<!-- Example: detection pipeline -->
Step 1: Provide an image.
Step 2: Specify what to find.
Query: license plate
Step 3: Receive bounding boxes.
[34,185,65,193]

● Work to be completed
Rewrite the lines above, substituting "registration plate" for "license plate" and leaving everything else unchanged.

● Right answer
<!-- Example: detection pipeline -->
Step 1: Provide an image.
Step 2: Specify what to find.
Query: registration plate
Step 3: Receive bounding boxes.
[34,185,65,193]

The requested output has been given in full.